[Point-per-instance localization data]
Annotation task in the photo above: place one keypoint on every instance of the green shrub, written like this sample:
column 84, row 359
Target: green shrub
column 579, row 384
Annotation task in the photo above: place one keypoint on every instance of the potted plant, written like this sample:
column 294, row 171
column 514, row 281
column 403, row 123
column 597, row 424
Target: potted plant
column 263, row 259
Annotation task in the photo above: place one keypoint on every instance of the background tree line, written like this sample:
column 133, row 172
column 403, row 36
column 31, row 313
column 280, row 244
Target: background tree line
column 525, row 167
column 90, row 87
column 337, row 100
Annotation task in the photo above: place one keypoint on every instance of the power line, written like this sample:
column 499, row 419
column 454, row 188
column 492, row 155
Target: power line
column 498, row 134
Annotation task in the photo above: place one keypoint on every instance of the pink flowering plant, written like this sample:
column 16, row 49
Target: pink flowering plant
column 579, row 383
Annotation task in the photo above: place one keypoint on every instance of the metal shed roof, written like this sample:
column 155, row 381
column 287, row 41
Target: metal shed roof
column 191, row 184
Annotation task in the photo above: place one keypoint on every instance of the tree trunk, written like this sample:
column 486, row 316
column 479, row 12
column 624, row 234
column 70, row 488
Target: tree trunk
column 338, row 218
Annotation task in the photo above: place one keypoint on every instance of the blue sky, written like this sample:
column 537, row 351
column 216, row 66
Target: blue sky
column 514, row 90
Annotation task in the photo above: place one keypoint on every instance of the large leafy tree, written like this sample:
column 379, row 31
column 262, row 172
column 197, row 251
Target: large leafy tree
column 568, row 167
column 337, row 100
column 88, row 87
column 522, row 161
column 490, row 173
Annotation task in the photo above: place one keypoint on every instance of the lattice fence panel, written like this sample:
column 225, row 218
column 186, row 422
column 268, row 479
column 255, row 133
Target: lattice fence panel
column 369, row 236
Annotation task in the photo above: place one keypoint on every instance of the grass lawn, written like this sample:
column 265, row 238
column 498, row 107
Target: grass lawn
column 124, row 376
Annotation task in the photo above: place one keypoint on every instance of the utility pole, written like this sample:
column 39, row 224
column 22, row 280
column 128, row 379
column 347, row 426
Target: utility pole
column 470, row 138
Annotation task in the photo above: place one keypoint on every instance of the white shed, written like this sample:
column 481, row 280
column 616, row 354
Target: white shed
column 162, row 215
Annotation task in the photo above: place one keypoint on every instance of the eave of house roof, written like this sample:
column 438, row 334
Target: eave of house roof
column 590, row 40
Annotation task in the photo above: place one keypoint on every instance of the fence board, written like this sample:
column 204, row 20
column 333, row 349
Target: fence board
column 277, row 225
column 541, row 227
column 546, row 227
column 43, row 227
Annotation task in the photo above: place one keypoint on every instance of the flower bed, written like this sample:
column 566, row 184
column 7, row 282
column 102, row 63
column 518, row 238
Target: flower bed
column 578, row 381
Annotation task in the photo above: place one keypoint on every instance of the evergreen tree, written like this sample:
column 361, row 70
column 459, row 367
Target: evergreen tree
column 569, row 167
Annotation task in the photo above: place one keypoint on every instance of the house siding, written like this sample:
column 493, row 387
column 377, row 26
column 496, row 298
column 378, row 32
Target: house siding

About this exercise = In the data above, start at the line that has "of the blue", stop after the line that has "column 379, row 31", and print every line in between exactly as it stands.

Output of the task =
Annotation task in the photo above: place one keypoint on every instance of the blue sky, written like this sample:
column 537, row 351
column 216, row 66
Target: blue sky
column 514, row 90
Annotation task in the photo above: place one keypoint on every instance of the large leafy tree, written like this sample:
column 379, row 31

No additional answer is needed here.